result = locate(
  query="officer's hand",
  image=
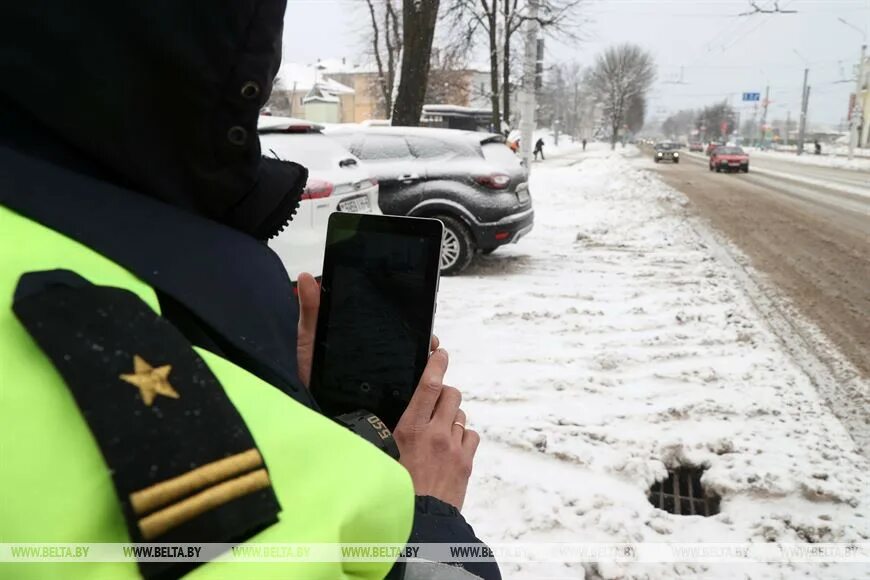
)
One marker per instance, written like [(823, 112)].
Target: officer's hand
[(309, 304), (436, 451)]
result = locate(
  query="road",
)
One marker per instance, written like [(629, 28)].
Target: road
[(807, 228)]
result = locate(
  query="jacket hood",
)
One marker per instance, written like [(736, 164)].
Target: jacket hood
[(161, 97)]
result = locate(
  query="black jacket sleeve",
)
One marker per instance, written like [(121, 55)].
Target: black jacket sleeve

- [EXERCISE] Write out all of the records above again, swapping "marker" for "point" wherever it occurs and changing nothing else. Leave the pictures out of your answer.

- [RESPONSE]
result = locate(
  query="officer's hand",
  image=
)
One point per instance, written like [(823, 112)].
Target: officer's hand
[(309, 304), (436, 451)]
result = locate(
  query="road",
)
One point per instance, written like [(629, 28)].
Target: road
[(807, 228)]
result = locate(
  query="jacket hood",
)
One point per instance, written like [(736, 164)].
Target: jacket hood
[(161, 97)]
result = locate(
  query="black jacket sleeve",
)
One point per instance, written like [(121, 55)].
Target: black jacket sleeve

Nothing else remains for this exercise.